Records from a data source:
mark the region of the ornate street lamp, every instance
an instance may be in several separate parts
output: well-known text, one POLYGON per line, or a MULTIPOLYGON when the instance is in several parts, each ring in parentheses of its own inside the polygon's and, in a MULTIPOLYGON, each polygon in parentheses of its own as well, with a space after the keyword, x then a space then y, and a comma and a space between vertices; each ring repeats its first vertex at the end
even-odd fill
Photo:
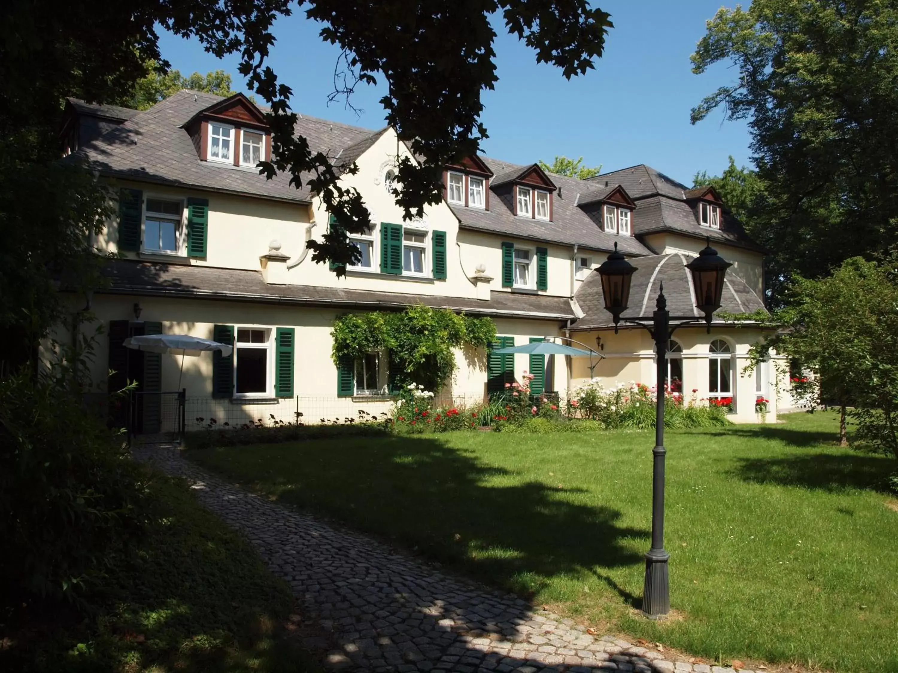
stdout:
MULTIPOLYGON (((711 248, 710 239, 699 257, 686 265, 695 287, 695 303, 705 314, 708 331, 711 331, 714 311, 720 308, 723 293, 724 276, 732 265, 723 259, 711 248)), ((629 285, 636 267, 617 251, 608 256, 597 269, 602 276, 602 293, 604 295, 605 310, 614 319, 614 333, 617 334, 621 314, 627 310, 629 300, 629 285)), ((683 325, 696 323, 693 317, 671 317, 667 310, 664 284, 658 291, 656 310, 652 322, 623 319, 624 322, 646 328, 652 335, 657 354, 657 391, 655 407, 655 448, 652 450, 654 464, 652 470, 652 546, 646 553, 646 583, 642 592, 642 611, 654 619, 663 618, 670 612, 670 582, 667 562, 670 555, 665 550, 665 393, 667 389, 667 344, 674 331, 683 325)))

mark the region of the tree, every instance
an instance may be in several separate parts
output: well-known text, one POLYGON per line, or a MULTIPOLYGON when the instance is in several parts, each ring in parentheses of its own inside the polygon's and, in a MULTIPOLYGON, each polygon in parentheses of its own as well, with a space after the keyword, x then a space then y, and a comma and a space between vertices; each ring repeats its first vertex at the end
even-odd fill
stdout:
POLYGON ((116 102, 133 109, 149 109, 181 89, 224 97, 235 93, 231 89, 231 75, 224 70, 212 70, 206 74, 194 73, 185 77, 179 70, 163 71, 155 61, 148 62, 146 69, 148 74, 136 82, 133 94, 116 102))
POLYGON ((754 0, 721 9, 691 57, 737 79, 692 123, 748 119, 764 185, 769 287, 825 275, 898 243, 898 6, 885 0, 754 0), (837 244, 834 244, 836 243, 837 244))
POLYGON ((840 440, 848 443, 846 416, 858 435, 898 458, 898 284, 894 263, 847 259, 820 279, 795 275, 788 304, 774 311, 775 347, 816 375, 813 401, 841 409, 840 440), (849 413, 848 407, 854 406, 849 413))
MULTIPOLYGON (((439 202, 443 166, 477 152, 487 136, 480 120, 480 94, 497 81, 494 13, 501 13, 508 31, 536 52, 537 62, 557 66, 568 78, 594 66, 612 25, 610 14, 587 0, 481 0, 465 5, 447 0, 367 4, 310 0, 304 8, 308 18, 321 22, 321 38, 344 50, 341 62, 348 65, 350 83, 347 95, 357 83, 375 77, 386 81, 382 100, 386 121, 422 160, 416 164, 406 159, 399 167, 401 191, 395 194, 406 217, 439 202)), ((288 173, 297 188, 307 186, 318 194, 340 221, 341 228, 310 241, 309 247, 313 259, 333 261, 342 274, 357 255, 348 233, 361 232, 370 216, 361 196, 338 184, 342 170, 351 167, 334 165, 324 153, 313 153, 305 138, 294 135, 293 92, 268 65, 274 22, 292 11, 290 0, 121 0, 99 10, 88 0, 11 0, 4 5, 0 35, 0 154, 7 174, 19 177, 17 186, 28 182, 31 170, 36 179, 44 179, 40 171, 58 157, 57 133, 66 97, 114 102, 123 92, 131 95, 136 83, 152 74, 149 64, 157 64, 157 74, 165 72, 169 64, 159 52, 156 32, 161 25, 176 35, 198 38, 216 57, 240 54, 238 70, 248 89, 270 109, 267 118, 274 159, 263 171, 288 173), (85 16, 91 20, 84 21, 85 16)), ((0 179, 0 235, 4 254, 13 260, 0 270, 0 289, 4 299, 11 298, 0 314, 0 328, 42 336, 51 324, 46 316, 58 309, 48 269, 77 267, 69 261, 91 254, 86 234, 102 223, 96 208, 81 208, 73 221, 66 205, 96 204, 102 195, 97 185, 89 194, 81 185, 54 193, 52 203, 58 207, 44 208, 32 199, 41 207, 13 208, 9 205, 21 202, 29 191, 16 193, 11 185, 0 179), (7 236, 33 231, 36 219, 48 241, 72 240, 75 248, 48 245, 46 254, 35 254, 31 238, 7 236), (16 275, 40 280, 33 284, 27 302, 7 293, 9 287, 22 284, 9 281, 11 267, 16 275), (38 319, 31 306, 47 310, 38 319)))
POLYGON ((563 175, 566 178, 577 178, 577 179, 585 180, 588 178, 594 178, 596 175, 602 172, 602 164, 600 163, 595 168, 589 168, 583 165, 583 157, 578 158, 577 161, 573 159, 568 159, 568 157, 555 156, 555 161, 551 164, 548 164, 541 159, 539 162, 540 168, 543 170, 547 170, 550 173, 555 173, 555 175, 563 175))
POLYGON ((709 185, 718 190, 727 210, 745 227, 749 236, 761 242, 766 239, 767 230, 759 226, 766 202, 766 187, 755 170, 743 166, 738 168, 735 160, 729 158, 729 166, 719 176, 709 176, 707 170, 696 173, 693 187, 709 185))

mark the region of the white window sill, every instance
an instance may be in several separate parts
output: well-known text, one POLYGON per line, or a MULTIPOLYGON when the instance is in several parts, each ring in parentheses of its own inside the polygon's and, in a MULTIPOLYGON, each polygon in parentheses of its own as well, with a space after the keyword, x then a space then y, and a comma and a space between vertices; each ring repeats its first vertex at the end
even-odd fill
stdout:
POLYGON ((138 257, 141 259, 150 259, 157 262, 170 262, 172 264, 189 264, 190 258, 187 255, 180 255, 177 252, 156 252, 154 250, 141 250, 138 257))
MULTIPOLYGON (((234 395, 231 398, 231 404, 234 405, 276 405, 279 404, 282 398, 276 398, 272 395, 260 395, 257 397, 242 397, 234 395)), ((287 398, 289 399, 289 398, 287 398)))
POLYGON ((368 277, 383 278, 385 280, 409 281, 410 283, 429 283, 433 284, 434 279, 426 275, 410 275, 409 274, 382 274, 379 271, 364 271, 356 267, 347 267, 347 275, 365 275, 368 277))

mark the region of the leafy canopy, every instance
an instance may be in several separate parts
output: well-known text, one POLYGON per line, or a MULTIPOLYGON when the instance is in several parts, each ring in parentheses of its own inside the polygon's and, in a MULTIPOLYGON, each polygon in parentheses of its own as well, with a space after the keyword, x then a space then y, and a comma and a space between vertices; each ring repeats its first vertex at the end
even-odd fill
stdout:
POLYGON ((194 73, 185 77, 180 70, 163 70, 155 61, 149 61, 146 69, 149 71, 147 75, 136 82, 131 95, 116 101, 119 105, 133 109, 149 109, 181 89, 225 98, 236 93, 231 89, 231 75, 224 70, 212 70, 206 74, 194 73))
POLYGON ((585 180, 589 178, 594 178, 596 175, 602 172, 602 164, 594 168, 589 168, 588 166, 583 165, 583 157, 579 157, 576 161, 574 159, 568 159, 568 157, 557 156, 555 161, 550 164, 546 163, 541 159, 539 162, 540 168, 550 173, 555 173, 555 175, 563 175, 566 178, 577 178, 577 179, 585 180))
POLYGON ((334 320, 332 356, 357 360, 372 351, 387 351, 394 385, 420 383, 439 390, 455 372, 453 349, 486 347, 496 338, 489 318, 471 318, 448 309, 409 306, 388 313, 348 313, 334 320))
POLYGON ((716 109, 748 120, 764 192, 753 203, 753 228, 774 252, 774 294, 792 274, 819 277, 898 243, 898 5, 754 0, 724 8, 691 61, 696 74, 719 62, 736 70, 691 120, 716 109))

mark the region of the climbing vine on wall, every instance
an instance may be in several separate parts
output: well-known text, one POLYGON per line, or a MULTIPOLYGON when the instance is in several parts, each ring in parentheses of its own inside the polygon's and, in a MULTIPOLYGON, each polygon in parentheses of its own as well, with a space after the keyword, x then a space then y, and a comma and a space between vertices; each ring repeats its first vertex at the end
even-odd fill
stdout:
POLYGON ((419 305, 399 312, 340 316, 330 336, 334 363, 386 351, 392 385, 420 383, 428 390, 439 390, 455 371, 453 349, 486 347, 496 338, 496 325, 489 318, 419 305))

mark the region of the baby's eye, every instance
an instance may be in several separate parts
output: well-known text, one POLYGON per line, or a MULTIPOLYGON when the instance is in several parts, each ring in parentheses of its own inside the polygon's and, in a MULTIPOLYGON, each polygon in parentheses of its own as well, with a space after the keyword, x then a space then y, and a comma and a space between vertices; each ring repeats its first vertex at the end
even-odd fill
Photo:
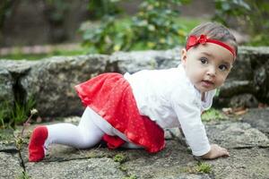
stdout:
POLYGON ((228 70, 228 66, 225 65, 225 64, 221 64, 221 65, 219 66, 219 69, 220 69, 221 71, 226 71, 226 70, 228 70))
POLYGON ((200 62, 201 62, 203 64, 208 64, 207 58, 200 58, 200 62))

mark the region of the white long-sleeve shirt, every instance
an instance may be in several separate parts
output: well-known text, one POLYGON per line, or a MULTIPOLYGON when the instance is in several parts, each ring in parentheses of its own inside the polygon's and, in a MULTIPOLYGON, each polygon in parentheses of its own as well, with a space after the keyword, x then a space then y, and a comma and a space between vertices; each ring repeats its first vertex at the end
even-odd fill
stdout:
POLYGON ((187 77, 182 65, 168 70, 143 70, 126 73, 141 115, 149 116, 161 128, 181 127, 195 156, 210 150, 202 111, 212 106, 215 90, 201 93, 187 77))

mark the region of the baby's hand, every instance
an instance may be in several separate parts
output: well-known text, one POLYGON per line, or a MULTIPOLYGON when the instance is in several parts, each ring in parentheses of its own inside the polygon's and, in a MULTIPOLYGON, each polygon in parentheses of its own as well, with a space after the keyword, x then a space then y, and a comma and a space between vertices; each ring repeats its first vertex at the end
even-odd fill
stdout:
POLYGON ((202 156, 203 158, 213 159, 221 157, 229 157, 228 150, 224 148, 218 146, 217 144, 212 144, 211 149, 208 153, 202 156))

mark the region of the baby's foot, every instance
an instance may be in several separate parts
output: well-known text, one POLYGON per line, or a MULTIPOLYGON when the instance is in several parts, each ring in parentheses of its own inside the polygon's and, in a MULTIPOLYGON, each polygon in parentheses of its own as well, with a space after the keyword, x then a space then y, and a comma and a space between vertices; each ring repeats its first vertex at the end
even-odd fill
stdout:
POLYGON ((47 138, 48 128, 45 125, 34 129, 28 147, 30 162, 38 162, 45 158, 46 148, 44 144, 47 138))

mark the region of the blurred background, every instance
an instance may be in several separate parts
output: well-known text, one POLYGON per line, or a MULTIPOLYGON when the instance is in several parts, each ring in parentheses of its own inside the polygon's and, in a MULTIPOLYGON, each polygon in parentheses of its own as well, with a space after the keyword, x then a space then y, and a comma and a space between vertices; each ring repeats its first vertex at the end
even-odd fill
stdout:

DIRECTIVE: Copy out every line from the one containing "mark the region of the baby's hand, every" down to the end of the items, multiplying each vertex coordinate in the answers by 0.25 and rounding it to a whole number, with halves rounded up. Leave all other lines unchanged.

WRITTEN ANSWER:
mark the region of the baby's hand, every instance
an instance may be in several separate parts
output: well-known text, one POLYGON per line, or a MULTIPOLYGON when the instance is in several parts, each ring in parentheses of its own inside the polygon's and, in a MULTIPOLYGON, each polygon in parentheses of its own as well, with a space after the keyword, x then a space then y, and a comma and a space between vertices; each ring repeats its first vertex at the end
even-odd fill
stdout:
POLYGON ((51 39, 51 40, 53 40, 55 39, 57 39, 57 38, 56 37, 55 37, 54 36, 53 36, 53 37, 52 38, 51 39))

mark the region of the baby's foot, every instance
an instance may be in several separate parts
output: well-known text, one POLYGON per line, or a MULTIPOLYGON when the instance is in several parts, each ring in parentheses of its own inside the polygon's and, in a MULTIPOLYGON, each polygon in parentheses of its own as well, with a space after the keyword, x then a space then y, and a comma and a space between vertices; each ring repeats its first vertex at the end
even-odd fill
stdout:
POLYGON ((12 35, 12 32, 11 31, 9 32, 7 37, 8 41, 10 41, 11 40, 12 37, 11 36, 12 35))

mark the region of the blurred background, every instance
an instance may be in several separate parts
output: well-known text, one POLYGON per line, or a MULTIPOLYGON when the instance is in several parts, each ring in parentheses of its own inside the polygon's and, in a MULTIPOLYGON, each polygon in parentheses of its own as well, with a space after the keyword, x then a space then y, and a comma and a space between vertices; each ring repeats its first vertex at the end
even-odd fill
stdout:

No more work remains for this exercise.